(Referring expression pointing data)

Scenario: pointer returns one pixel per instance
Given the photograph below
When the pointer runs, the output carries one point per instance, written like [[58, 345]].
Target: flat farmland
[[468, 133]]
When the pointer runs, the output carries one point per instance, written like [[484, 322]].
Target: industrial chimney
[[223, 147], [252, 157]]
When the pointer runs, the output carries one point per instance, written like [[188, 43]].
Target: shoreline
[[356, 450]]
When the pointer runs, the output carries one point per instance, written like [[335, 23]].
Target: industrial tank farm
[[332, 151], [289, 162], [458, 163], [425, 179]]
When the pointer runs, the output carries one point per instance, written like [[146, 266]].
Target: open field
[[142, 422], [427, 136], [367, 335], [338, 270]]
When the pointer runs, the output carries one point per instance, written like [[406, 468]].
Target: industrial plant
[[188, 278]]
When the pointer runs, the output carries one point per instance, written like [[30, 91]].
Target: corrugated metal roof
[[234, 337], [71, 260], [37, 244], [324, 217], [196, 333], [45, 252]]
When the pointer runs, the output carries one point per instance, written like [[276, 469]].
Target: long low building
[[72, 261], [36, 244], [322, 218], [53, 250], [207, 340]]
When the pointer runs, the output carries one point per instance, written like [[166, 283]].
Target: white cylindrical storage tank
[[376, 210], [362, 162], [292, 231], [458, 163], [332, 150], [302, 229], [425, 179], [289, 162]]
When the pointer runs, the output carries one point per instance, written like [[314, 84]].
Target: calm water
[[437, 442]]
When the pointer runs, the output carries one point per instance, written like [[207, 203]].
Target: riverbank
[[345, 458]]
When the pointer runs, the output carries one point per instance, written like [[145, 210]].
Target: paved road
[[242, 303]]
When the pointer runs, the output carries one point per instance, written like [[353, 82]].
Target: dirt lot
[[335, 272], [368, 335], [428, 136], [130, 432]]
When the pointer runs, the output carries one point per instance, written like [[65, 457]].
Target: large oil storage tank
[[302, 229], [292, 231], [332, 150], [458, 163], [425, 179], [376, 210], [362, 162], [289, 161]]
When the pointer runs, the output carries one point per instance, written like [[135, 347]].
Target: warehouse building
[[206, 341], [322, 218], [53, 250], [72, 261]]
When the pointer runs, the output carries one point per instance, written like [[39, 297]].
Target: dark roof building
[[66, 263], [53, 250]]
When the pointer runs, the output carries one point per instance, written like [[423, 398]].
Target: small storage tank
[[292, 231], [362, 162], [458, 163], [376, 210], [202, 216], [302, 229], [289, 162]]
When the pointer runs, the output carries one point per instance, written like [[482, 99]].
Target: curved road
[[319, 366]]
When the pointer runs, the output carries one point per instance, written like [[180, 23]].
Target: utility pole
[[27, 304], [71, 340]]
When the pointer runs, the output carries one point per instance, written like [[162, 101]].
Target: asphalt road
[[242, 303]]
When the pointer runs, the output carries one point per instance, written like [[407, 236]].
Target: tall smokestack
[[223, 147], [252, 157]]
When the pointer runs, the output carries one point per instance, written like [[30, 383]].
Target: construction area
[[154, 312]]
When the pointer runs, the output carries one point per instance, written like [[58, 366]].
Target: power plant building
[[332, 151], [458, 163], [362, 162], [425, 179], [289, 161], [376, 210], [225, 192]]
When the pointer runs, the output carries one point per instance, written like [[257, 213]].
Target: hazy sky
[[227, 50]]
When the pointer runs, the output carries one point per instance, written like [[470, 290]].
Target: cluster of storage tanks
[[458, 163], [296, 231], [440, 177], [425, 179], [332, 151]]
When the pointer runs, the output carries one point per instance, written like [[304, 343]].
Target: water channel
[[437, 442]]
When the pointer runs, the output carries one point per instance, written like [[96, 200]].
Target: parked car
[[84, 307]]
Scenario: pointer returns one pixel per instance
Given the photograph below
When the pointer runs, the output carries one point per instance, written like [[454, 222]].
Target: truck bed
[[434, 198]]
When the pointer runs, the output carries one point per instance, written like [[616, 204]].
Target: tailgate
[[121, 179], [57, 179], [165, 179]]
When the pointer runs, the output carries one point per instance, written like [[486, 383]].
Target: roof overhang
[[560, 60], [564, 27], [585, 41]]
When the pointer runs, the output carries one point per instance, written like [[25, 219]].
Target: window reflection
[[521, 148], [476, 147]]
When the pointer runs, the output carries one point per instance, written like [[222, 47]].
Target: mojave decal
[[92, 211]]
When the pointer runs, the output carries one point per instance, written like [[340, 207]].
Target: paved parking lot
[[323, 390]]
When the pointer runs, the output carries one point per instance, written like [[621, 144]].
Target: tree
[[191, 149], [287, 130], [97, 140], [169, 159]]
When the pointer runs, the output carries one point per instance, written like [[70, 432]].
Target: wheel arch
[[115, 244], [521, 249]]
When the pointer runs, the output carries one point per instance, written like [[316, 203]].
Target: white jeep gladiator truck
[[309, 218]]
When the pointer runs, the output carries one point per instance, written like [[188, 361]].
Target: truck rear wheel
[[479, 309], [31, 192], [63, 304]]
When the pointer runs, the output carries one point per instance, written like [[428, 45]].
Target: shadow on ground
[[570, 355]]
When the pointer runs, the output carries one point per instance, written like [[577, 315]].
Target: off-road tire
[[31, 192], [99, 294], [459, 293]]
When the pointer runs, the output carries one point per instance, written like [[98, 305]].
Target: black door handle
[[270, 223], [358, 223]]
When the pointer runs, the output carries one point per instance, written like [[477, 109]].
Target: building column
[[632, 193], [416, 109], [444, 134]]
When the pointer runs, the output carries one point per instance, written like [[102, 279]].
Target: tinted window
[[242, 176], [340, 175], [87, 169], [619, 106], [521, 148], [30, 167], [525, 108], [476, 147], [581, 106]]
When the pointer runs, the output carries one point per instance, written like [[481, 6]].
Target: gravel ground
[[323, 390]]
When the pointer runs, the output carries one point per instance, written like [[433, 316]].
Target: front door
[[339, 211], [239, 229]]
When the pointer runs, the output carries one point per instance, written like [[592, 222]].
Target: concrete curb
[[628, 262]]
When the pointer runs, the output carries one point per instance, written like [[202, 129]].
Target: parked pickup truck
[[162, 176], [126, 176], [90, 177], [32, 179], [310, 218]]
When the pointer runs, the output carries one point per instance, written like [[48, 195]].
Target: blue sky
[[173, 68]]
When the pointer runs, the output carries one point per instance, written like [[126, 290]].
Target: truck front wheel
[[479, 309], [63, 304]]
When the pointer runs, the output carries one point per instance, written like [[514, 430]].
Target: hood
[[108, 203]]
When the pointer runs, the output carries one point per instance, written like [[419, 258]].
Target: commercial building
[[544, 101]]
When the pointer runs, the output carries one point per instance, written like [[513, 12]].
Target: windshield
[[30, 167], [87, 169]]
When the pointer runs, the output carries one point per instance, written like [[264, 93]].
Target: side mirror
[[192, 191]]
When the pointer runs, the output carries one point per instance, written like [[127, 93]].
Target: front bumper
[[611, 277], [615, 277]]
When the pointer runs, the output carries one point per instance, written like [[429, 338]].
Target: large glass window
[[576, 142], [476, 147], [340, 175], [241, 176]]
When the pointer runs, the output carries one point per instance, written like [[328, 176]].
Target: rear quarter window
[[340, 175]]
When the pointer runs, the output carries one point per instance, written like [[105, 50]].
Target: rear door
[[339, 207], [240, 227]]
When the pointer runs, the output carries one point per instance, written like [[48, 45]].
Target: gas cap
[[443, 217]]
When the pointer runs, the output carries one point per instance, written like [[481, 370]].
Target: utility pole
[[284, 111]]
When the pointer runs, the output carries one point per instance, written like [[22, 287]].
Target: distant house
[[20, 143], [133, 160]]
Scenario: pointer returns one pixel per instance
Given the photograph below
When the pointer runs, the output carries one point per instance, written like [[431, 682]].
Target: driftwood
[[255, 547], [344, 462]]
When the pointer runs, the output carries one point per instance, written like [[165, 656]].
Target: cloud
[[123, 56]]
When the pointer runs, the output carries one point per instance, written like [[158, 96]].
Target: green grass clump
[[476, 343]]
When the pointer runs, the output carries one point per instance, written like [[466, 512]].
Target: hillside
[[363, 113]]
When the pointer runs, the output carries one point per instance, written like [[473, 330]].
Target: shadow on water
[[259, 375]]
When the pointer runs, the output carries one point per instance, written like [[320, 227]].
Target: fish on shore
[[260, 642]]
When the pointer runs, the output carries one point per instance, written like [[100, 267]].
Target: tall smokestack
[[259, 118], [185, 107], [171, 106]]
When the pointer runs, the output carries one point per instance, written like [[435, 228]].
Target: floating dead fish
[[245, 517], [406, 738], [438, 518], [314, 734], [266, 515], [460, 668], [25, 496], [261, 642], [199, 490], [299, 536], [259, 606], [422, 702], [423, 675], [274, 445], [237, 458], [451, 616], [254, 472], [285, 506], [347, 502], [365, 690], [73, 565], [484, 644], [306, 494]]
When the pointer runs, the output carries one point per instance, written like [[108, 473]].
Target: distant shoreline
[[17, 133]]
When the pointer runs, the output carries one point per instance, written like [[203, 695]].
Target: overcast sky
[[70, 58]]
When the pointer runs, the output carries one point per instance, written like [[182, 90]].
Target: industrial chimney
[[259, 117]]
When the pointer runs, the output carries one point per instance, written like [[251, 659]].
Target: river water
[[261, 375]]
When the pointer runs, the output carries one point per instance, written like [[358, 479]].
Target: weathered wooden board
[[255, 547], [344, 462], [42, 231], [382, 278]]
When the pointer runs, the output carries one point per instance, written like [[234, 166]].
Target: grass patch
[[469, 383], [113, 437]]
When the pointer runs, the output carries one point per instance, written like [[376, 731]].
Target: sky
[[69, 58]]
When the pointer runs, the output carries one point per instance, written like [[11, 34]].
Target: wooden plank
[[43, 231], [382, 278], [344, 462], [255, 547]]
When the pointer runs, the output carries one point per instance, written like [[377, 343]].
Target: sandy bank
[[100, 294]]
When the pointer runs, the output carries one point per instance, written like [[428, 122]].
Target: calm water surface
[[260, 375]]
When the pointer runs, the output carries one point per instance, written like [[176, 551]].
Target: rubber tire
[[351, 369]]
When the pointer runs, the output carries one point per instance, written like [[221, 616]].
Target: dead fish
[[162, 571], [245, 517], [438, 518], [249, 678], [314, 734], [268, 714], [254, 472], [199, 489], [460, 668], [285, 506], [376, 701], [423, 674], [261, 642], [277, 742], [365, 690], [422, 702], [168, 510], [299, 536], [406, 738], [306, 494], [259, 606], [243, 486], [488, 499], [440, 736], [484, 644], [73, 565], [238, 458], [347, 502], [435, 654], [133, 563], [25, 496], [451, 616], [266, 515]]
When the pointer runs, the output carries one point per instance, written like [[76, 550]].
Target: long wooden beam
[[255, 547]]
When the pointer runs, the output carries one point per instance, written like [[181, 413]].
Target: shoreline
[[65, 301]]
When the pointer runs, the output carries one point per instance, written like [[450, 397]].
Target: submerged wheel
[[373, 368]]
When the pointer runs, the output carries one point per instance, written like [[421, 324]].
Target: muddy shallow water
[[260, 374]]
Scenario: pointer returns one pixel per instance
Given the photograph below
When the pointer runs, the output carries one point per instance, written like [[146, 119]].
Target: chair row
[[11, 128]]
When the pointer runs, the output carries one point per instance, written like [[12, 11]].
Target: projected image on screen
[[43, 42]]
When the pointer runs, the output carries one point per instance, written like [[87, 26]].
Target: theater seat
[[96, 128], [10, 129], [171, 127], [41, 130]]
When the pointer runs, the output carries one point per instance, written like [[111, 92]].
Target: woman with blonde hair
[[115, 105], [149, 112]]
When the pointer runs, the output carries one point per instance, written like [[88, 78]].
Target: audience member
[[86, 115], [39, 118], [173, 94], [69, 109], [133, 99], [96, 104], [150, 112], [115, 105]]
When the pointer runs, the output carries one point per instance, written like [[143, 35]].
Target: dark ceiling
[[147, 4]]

_Task_:
Return exactly what appears above, from the first line of the entries to the line with "like [[188, 43]].", inclusive.

_Task result_:
Scenario: pointer returns one pixel per instance
Given the photograph below
When the pointer runs, the output carries one point per instance, written like [[58, 345]].
Target: flat farmland
[[468, 133]]
When the pointer runs, the output carries one point per instance, written like [[484, 322]].
Target: industrial chimney
[[223, 147], [252, 157]]
When the pointer runs, the output carries one point per instance, written like [[188, 43]].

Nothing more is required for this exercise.